**KUTIPAN TERPILIH:**
((

Bahkan jika bangsa mereka mengalami aib dan menjauhkan diri dari Allah, dalam
doa mereka tidak mengutukinya, mereka tidak menyangkalnya. Sikap mengantarai
tersebut layak bagi orang-orang kudus yang, dengan meneladan Yesus, adalah
"jembatan" antara Allah dan umat-Nya. Musa, dalam pengertian ini,
adalah nabi besar Yesus yang pertama, penengah dan pendoa syafaat kita (lihat
Katekismus Gereja Katolik, 2577). Dan hari ini juga, Yesus adalah pontifex, Ia
adalah jembatan antara kita dan Bapa. Dan Yesus menjadi perantara kita, Ia
menunjukkan kepada Bapa luka-luka yang merupakan harga keselamatan kita, dan Ia
mengantarai. Dan Musa adalah sosok Yesus yang hari ini mendoakan kita, menjadi
perantara kita.

))

**TUGAS DAN LATIHAN:**
A. Apakah pernyataan berikut sesuai dengan kutipan tentang Musa sebagai perantara? Jawab ya atau tidak untuk masing-masing, disertai kata-kata penentu dari kutipan itu. (i) Orang-orang kudus mengutuki bangsa mereka dalam doa ketika bangsa itu menjauhkan diri dari Allah. (ii) Kutipan itu merujuk pada Katekismus Gereja Katolik nomor 2577. (iii) Yesus menunjukkan luka-luka-Nya kepada Bapa.
B. Teruskan kutipan tentang Musa sebagai perantara, mulai sesudah kalimat terakhirnya.

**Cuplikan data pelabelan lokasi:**

((

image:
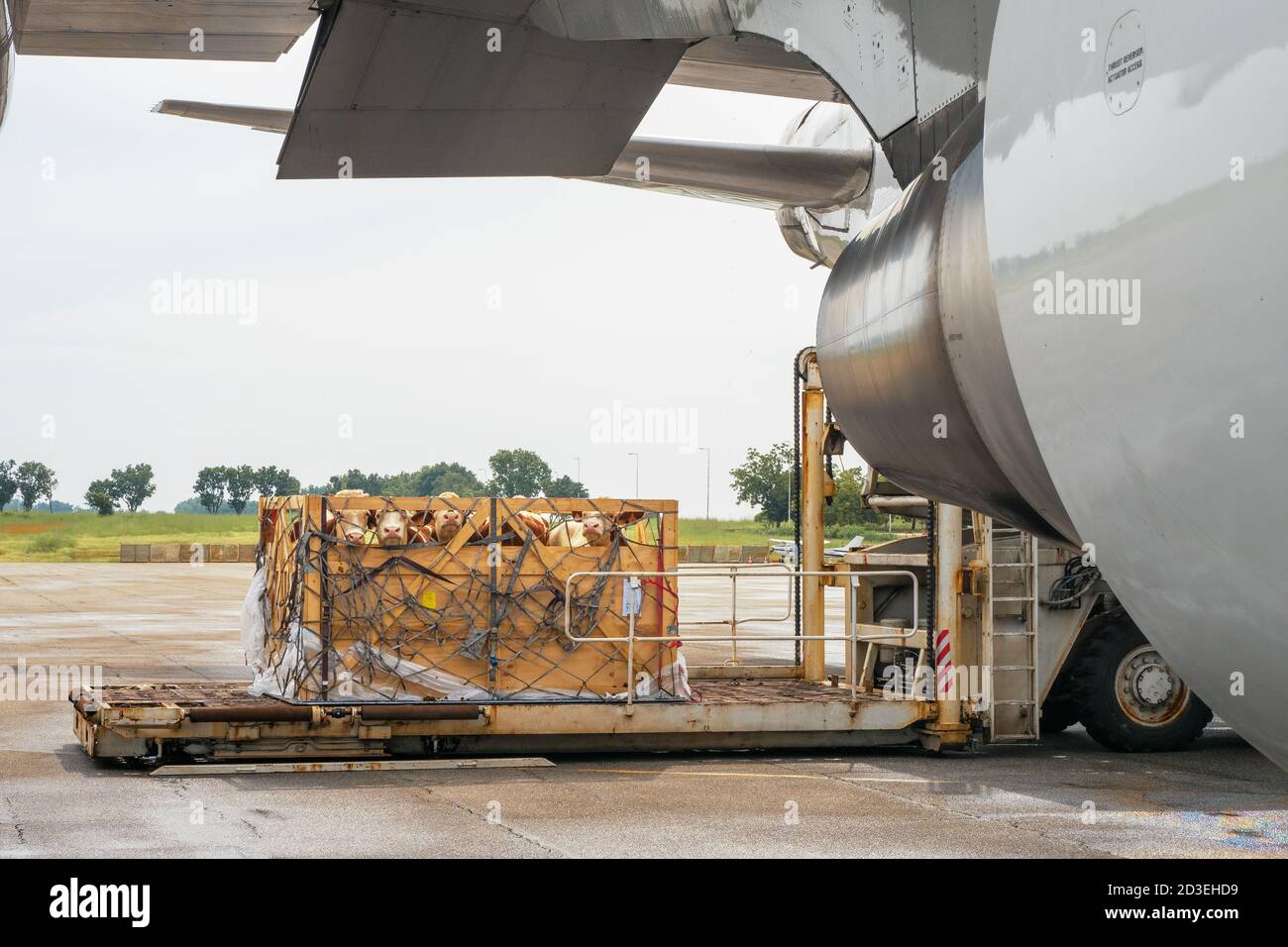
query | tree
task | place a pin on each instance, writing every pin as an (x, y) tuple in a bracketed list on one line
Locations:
[(35, 480), (8, 482), (241, 484), (102, 496), (846, 506), (764, 480), (518, 474), (566, 486), (133, 484), (211, 487), (271, 482)]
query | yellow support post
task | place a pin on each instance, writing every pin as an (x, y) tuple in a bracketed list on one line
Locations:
[(811, 521)]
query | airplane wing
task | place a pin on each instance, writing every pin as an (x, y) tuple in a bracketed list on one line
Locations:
[(398, 90), (245, 30), (761, 175), (248, 116)]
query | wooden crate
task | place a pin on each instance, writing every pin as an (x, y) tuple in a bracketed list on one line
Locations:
[(467, 620)]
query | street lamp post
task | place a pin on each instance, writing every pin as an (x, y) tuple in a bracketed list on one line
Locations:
[(708, 479)]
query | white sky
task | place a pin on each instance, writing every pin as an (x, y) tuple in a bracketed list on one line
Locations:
[(373, 298)]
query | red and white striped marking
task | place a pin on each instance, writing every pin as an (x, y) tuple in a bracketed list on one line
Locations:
[(944, 661)]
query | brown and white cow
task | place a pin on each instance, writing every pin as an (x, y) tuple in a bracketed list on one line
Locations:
[(449, 521), (591, 530), (393, 527), (349, 526)]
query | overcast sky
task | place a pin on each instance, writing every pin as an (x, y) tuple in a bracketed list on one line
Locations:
[(395, 322)]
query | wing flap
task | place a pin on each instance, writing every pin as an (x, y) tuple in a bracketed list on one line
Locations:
[(239, 30), (417, 93)]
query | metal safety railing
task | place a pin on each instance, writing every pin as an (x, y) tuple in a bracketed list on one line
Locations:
[(732, 573), (851, 634)]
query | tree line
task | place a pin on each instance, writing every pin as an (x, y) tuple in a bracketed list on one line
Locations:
[(511, 474), (765, 480), (31, 480)]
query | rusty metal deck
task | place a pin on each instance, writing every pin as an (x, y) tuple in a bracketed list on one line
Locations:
[(228, 693), (220, 720)]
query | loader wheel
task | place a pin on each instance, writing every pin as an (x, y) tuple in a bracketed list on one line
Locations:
[(1127, 696)]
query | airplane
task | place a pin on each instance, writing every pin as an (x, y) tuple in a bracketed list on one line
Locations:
[(1054, 232)]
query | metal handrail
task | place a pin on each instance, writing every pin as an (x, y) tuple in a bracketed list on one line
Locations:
[(853, 637), (756, 569)]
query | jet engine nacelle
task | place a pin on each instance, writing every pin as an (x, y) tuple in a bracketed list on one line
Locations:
[(912, 356)]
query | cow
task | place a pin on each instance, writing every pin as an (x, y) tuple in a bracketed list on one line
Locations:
[(393, 527), (447, 522), (591, 530), (349, 526)]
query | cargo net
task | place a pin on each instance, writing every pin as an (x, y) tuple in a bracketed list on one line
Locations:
[(362, 598)]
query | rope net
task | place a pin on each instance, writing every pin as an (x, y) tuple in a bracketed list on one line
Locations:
[(446, 598)]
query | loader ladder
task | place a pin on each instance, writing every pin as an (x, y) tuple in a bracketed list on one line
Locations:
[(1012, 635)]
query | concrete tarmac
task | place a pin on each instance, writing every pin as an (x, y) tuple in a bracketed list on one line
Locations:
[(155, 622)]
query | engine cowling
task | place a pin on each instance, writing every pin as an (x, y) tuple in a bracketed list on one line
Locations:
[(912, 356)]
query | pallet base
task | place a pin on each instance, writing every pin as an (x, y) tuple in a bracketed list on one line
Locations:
[(222, 722)]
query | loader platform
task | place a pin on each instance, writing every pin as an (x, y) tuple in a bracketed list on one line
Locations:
[(218, 720)]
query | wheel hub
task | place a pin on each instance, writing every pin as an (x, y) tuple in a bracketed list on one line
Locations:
[(1147, 689)]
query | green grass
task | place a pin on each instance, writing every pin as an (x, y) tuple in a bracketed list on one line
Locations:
[(90, 538), (752, 532)]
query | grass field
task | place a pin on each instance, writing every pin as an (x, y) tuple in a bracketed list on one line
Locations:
[(90, 538)]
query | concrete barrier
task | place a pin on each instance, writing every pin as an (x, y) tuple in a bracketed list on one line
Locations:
[(724, 554), (184, 552)]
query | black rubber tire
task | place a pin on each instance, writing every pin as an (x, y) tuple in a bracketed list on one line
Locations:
[(1057, 714), (1093, 685)]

))

**HASIL TUGAS:**
A.
(i) Tidak: "dalam doa mereka tidak mengutukinya, mereka tidak menyangkalnya".
(ii) Ya: "(lihat Katekismus Gereja Katolik, 2577)".
(iii) Ya: "Ia menunjukkan kepada Bapa luka-luka yang merupakan harga keselamatan kita".

B.
Musa
mendesak kita untuk berdoa dengan semangat yang sama seperti Yesus, menjadi
perantara dunia, mengingatkan bahwa terlepas dari segala kelemahannya, dunia
tetap milik Allah. Setiap orang milik Tuhan. Orang-orang berdosa yang paling
buruk, orang-orang yang paling jahat, para pemimpin yang paling korup, mereka
adalah anak-anak Allah, dan Yesus merasakan hal ini dan menjadi perantara semua
orang. Dan dunia hidup dan berkembang oleh karena berkat dari orang-orang
benar, doa belas kasih, doa belas kasih ini yang dipanjatkan tanpa henti demi
umat manusia, di setiap tempat dan waktu dalam sejarah. Marilah kita memikirkan
Musa, sang pendoa syafaat. Dan ketika kita ingin mengutuk seseorang dan batin
kita menjadi marah ... menjadi marah adalah baik asalkan bisa menyehatkan -
sementara mengutuk tidak ada gunanya, marilah kita menjadi pengantara untuknya;
hal ini akan banyak membantu kita.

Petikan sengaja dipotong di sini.